Start Material provided

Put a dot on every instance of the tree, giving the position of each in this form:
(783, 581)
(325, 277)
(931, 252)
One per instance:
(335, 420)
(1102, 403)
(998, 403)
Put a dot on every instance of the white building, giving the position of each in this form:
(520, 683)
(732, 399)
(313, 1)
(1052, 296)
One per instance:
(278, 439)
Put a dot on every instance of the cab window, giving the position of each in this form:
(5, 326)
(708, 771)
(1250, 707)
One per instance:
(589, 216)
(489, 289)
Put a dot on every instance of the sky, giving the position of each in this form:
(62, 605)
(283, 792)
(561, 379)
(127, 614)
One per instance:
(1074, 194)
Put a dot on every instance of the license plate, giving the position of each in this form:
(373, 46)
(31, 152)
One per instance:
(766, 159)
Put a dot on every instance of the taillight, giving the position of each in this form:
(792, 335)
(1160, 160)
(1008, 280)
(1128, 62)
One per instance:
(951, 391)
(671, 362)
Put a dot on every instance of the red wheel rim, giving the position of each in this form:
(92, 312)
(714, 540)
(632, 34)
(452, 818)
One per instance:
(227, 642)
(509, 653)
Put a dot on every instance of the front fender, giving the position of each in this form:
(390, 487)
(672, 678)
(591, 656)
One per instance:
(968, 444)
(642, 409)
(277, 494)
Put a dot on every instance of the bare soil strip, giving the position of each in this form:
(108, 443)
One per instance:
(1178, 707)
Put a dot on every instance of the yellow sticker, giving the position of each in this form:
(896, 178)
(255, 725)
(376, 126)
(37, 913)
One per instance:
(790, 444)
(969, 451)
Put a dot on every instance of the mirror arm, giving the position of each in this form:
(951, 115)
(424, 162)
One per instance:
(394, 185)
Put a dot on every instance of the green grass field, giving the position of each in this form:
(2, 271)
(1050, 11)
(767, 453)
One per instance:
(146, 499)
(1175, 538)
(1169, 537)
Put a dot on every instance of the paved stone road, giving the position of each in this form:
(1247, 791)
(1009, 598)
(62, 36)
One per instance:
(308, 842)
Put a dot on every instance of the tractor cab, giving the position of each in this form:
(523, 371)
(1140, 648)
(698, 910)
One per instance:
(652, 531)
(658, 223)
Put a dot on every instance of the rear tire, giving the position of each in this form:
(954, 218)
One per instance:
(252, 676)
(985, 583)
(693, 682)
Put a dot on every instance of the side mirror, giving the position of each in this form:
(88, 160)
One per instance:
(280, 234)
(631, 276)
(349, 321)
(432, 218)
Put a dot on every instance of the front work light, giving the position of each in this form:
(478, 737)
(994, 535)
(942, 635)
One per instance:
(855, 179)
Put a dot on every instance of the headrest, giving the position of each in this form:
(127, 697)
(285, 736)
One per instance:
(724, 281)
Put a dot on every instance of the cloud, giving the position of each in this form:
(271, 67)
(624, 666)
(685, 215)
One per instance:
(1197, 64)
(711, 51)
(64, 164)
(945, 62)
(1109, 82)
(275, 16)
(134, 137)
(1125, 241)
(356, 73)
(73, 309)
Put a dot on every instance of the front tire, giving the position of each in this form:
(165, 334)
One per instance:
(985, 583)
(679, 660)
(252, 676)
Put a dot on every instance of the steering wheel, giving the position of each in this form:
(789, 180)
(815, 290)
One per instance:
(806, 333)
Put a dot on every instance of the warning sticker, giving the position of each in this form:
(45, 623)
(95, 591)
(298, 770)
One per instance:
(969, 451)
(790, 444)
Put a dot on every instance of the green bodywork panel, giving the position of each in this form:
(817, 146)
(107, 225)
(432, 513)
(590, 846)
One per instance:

End Material provided

▶ [Directive]
Copy every one of the items above word for word, keeping each line in its original order.

▶ [Task output]
Put a dot on every instance of the tree, giving the position of each in this form:
(783, 581)
(325, 277)
(931, 252)
One per instance:
(335, 420)
(1102, 403)
(998, 403)
Put a dot on every instance of the white building, giving the position of each in this form:
(520, 683)
(732, 399)
(313, 1)
(1052, 296)
One per instance:
(278, 439)
Put a dot on every instance of the cab window, giving the position of each in this form:
(5, 326)
(708, 771)
(1250, 707)
One per instance:
(589, 216)
(489, 289)
Put a dot on every instance of the sky, giving the position of each in this form:
(62, 605)
(283, 792)
(561, 379)
(127, 614)
One per instance:
(1074, 194)
Put a dot on every instance of the license plate, giving the position of each in this form:
(373, 46)
(31, 152)
One per instance:
(766, 159)
Put a dot on every instance of the taillight, giving the position of each in this form:
(792, 335)
(1160, 160)
(1008, 280)
(1128, 62)
One per instance:
(951, 391)
(671, 362)
Put a dot on every instance of the red wheel rim, giving the position of each in this form:
(92, 312)
(714, 540)
(632, 34)
(452, 818)
One per instance:
(227, 642)
(509, 653)
Put a dot on every instance of the front fender, giving the position of each in this form:
(390, 487)
(672, 678)
(591, 656)
One per instance:
(968, 444)
(642, 409)
(277, 494)
Put a dot on every instance of the bare soil strip, giving the position of each in this form:
(108, 443)
One per instance:
(1178, 707)
Put a dot on every instance of the yellow sticker, giving the position of each in this form:
(896, 178)
(255, 725)
(376, 126)
(37, 913)
One per instance:
(790, 444)
(969, 451)
Put a dot on every instance of the mirror arm, giving the position of each in this form:
(951, 115)
(424, 162)
One per instance:
(394, 185)
Put a dot on every instance of the green grass field, giving the position of each in this form:
(2, 271)
(1050, 11)
(767, 453)
One per instance:
(146, 499)
(1175, 538)
(1169, 537)
Put a dot on every instance of the paved stone road, giving the position of each in this form:
(1247, 791)
(1009, 598)
(62, 36)
One per instance:
(308, 842)
Put a dot on every instance of the tractor cab, giving the position of each in this form:
(523, 371)
(1140, 648)
(698, 910)
One per instance:
(652, 531)
(658, 223)
Put a dot on every instance of the rear tire, giving the position of each in this form:
(954, 218)
One per instance:
(252, 676)
(985, 583)
(693, 682)
Put a dot on every instance of the side mirror, giving the position of each in this form:
(88, 160)
One per instance:
(280, 234)
(631, 276)
(349, 321)
(432, 218)
Put a dot on every instance of the front work light, giving the position of each in this form:
(478, 737)
(994, 535)
(942, 635)
One per instance:
(855, 179)
Put a dot on every instance of the headrest, giving the position of each in this form:
(127, 697)
(285, 736)
One per instance:
(724, 281)
Put a dot on every instance of the cloud, giving the position of each in this form:
(271, 67)
(624, 666)
(685, 215)
One per instance:
(1197, 64)
(711, 51)
(64, 164)
(945, 62)
(1109, 82)
(275, 16)
(134, 137)
(1125, 241)
(356, 73)
(73, 309)
Put a dot on every instance of the front tire, giving the position of each in this form:
(165, 334)
One per instance:
(985, 583)
(679, 660)
(252, 676)
Put a dot on every instance of the steering wheel, giving the position of each in this form:
(789, 180)
(815, 290)
One per instance:
(806, 333)
Put a dot on every instance of the warning sticker, giving the position of each in this form:
(45, 623)
(95, 591)
(298, 770)
One per instance:
(969, 451)
(790, 444)
Put a dot on every instance of the green bodywork panel, giving the position of each in this form:
(817, 146)
(107, 225)
(432, 513)
(590, 846)
One per instance:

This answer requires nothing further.